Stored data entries
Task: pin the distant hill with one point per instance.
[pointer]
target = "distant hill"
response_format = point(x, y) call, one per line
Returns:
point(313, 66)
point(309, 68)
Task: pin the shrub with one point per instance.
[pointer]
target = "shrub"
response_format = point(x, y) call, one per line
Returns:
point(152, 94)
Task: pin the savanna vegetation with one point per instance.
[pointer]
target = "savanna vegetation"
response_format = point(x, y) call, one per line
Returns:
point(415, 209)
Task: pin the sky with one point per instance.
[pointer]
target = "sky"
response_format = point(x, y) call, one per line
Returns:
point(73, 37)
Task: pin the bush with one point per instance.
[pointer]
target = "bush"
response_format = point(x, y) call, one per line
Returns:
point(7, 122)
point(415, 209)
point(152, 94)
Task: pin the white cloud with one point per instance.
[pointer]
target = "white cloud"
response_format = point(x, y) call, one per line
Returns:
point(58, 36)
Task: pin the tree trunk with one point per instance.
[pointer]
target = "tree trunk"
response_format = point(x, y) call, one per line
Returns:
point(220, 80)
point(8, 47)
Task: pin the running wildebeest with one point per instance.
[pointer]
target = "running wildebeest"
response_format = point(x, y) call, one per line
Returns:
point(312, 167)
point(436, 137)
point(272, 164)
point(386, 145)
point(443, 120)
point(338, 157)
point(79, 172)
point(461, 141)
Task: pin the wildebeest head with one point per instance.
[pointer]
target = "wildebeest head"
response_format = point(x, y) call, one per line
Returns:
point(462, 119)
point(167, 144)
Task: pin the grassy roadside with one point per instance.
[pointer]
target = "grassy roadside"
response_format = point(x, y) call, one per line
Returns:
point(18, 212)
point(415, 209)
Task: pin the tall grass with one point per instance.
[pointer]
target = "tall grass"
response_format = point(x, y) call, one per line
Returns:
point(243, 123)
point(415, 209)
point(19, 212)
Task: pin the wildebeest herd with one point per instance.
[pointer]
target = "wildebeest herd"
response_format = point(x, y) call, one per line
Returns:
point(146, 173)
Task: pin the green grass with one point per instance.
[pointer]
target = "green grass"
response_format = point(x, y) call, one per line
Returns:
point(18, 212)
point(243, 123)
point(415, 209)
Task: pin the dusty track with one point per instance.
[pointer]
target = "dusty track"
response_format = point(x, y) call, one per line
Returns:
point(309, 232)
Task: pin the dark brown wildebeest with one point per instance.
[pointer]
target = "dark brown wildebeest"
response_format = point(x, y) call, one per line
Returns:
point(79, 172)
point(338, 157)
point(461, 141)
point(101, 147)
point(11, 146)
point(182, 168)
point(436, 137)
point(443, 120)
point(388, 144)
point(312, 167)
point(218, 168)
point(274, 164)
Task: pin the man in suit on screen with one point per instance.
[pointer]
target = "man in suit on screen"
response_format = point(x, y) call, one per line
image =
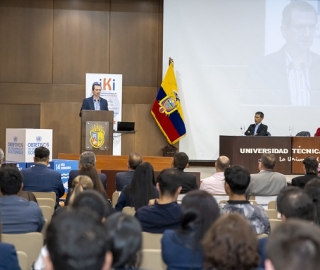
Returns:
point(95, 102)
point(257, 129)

---

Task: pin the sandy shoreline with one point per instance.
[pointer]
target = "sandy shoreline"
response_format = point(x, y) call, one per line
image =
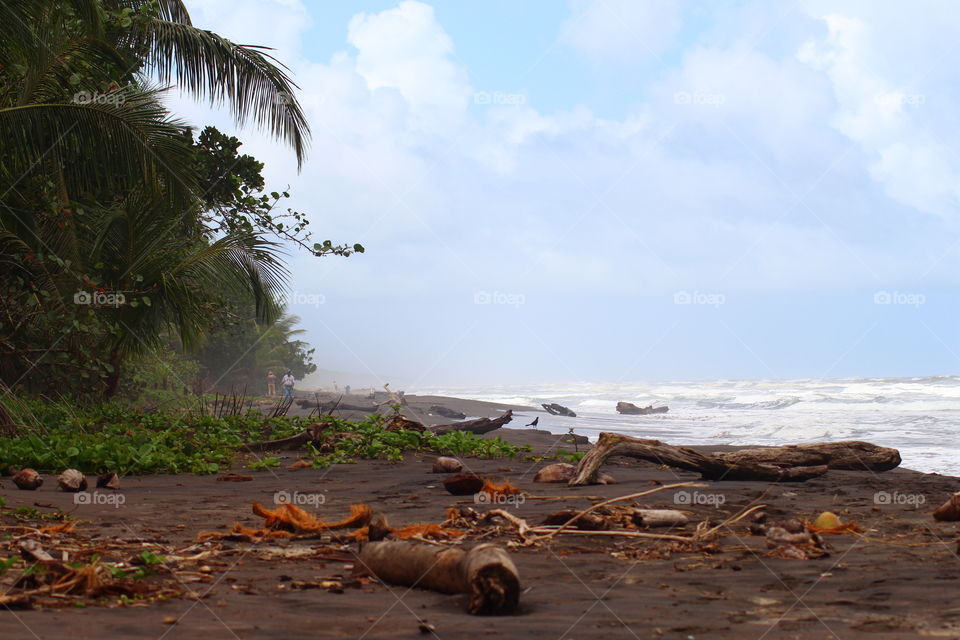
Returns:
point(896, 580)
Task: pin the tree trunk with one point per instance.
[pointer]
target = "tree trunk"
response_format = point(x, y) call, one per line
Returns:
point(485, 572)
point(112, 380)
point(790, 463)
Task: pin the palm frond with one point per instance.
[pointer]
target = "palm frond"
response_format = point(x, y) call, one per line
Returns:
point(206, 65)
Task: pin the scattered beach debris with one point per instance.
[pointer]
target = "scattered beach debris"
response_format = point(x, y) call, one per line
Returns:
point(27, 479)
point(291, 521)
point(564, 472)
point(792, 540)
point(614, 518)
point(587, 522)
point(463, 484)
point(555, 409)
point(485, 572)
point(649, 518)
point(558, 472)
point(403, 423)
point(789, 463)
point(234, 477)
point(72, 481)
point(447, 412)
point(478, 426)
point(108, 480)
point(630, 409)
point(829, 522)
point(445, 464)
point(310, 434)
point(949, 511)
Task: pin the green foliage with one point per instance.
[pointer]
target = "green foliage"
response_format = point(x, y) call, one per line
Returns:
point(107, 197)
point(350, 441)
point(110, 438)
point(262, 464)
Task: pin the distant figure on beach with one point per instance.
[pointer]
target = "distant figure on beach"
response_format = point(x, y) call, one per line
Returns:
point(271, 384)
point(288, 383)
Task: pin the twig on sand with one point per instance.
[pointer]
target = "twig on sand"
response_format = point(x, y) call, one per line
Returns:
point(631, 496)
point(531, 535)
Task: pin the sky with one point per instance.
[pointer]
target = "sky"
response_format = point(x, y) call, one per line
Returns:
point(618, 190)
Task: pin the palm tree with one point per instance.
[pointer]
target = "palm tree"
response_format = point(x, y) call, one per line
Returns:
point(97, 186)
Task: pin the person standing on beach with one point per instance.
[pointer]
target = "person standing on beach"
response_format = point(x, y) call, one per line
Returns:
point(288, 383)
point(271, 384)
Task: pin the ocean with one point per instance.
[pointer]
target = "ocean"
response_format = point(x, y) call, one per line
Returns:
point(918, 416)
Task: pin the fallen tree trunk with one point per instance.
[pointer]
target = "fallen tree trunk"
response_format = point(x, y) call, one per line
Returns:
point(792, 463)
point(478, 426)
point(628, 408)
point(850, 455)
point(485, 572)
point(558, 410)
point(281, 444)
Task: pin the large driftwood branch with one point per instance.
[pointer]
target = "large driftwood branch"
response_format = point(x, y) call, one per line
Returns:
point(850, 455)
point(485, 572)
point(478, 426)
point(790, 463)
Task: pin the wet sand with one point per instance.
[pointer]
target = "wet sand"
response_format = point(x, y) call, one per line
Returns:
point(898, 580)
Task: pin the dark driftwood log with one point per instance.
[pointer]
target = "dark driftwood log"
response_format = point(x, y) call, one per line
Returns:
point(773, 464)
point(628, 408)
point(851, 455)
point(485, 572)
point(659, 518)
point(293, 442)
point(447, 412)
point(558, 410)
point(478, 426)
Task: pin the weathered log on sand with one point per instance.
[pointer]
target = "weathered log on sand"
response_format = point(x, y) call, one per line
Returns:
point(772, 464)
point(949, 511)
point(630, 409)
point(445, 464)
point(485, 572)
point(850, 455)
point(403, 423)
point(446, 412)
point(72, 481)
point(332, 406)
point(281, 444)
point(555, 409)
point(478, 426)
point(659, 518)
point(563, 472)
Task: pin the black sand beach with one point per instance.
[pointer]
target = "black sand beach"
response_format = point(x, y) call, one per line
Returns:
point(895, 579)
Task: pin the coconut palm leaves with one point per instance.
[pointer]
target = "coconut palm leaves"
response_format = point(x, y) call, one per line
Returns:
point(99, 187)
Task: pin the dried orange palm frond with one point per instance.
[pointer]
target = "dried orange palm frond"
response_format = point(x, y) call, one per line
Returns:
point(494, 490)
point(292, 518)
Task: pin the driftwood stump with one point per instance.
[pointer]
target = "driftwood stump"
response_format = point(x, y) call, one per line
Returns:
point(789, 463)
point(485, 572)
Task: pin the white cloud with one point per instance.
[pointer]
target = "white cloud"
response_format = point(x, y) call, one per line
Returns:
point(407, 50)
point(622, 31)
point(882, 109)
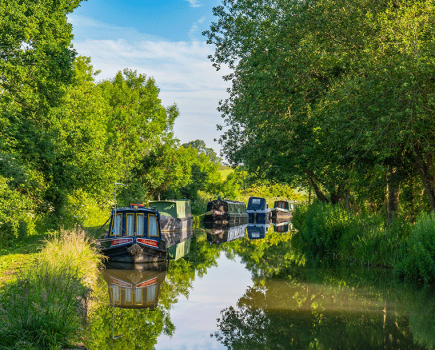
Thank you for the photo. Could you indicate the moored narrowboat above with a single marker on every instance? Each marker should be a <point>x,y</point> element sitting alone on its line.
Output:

==

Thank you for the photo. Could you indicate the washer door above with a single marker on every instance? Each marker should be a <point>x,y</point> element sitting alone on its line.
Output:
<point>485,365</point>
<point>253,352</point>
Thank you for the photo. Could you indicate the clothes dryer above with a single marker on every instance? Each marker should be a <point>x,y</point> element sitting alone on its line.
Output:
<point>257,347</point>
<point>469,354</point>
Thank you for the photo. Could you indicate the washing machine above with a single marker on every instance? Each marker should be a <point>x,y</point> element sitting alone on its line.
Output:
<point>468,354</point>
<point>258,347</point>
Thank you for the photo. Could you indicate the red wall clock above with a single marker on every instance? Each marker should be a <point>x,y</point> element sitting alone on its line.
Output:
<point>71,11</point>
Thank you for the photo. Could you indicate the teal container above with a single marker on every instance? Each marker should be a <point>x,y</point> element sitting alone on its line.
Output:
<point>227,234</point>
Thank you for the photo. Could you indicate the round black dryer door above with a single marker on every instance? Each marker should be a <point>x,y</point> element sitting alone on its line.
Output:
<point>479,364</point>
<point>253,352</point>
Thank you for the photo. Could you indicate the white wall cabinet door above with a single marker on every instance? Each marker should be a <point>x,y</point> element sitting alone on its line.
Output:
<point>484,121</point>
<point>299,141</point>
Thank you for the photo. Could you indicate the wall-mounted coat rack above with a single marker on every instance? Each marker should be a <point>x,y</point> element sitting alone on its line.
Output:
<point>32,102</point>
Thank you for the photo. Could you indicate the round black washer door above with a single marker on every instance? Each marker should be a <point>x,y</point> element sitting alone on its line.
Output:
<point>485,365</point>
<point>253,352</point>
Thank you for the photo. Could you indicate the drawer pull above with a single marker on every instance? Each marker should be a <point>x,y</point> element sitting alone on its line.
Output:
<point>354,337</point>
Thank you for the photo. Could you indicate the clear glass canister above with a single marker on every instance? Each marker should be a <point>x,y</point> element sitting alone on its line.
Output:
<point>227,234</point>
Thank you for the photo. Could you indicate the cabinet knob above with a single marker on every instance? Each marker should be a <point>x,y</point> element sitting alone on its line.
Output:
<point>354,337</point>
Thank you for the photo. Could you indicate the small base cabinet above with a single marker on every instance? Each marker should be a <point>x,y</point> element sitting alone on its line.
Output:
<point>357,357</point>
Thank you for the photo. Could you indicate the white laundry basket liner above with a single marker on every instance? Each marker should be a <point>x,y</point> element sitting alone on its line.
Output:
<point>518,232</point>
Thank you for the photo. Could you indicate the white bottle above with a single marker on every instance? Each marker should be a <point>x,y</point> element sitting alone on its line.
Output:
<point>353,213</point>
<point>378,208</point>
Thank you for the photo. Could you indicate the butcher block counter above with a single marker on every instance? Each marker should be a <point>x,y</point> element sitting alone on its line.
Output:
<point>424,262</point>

(WHAT THE EXERCISE ASKS): In the data above, each line holding "bush" is to be found and copied.

(OUTPUT):
Task: pin the bush with one point per instance.
target = "bush"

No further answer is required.